Upon reaching the line containing "Pretty please, detect the paper", output that line and all remaining lines exactly, through the end of the entries, and output nothing before it.
====== Listed entries ======
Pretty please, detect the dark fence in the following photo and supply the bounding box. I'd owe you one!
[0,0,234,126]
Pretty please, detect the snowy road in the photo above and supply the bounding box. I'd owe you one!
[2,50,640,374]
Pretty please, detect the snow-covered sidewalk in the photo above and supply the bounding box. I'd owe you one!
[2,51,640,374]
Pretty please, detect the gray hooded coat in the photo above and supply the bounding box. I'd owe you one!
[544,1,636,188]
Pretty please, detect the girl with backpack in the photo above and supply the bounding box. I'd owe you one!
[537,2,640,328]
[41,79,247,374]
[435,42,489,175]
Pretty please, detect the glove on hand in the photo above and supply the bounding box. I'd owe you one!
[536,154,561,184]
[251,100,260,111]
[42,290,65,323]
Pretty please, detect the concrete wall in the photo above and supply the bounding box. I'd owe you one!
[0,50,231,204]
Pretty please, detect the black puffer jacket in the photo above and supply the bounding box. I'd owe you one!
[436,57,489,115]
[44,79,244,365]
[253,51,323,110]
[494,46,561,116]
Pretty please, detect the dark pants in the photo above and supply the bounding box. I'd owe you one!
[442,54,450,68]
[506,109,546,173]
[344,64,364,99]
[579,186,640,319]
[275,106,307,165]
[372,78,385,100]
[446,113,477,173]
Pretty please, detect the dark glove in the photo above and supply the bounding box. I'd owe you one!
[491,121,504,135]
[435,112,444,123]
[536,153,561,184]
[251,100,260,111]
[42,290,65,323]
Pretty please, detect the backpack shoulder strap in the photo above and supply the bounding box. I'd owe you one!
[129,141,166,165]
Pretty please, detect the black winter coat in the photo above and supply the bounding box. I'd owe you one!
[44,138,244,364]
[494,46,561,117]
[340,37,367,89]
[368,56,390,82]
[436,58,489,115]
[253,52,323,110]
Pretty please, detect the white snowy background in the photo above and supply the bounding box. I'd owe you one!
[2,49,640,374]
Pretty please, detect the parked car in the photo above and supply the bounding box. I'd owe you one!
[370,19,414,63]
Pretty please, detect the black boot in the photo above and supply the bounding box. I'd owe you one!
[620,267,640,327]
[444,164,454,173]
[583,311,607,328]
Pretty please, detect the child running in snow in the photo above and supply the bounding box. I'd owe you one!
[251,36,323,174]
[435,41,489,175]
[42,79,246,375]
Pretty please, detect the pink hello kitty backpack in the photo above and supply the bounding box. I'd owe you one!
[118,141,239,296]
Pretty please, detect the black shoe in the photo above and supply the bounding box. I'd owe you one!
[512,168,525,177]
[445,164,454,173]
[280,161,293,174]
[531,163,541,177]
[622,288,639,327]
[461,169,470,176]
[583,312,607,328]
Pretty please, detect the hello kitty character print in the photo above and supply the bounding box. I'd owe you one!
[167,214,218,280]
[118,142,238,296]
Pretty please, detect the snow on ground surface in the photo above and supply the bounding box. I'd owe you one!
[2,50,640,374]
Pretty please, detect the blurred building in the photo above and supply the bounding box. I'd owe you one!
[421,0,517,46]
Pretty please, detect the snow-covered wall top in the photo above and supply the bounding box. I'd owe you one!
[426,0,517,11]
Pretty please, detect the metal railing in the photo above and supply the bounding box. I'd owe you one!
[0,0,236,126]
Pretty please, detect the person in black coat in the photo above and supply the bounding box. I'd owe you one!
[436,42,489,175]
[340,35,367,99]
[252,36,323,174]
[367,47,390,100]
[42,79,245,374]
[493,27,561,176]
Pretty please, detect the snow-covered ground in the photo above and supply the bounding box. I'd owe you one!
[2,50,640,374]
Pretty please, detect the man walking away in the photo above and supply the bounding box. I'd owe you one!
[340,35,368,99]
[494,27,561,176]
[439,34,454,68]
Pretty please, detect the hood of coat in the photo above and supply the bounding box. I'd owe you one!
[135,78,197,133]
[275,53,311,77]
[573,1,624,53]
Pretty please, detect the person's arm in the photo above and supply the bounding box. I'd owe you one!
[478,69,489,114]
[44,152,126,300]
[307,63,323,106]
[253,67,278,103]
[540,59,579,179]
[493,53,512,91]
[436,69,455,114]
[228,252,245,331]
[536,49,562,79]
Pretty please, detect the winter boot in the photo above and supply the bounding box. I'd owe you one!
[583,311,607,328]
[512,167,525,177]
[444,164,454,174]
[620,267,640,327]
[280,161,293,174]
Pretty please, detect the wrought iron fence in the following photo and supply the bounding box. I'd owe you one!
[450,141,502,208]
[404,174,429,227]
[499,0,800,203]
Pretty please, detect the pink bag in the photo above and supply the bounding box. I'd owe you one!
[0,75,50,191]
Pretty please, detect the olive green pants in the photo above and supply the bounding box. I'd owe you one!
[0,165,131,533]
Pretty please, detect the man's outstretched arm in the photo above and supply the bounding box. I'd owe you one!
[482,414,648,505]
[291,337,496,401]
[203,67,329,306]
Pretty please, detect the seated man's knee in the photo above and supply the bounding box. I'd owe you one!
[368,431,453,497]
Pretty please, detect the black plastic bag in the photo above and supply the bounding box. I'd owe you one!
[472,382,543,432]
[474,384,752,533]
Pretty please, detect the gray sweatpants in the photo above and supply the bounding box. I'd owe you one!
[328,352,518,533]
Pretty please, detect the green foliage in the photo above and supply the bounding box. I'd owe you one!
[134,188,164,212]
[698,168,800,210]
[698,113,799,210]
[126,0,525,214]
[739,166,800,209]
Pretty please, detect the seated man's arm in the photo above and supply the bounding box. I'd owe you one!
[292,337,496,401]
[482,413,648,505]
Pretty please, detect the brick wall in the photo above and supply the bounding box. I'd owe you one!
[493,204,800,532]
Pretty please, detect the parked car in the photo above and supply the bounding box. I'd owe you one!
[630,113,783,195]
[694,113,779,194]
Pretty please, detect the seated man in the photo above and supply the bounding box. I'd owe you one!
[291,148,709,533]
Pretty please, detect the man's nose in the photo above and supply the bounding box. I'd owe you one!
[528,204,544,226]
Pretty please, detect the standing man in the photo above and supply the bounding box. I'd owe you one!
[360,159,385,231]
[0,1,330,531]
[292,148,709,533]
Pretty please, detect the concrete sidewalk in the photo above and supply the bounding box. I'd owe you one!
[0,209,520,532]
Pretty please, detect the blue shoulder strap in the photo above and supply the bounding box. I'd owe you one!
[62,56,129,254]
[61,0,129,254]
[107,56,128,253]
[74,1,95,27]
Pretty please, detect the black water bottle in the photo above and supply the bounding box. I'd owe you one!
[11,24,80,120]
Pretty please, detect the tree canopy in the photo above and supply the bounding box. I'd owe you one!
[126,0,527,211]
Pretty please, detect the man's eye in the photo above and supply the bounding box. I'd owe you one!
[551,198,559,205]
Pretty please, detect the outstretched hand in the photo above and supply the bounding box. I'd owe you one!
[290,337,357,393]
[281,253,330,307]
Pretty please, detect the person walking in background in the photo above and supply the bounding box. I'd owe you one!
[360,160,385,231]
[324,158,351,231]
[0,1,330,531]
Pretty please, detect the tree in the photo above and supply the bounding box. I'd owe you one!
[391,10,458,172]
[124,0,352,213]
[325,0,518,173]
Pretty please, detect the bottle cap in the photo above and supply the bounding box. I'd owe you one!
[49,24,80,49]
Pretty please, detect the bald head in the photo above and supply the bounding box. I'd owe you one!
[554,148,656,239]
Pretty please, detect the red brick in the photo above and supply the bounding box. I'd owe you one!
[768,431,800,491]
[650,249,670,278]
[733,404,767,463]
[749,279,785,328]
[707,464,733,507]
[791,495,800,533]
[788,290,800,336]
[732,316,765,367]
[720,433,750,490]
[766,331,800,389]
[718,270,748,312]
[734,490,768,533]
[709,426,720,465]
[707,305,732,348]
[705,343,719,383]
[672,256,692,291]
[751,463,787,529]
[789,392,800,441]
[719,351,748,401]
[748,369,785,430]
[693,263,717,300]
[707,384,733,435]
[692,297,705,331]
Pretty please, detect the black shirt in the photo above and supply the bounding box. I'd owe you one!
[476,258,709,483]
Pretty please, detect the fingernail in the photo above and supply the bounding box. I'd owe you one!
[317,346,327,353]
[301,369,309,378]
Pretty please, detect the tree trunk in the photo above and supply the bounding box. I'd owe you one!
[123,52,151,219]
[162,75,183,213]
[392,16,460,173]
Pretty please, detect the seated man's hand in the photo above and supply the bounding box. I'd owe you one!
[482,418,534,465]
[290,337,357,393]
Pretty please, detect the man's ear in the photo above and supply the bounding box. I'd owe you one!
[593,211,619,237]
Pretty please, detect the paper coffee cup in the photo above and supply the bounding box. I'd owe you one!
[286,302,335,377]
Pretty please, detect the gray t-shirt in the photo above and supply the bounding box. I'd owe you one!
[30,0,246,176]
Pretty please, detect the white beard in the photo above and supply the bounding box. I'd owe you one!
======
Output of the exercise:
Pretty please, detect the paper coffee cup in the photo above and supply the bounding box. I'd owe you one!
[286,302,335,377]
Pretty please, detect the gray t-shirt in the photo above and supply the bounding box. I'd owe you one!
[30,0,246,176]
Pretty please, detect the white beard in the photo above and supply the bounding box. I'd owe you one!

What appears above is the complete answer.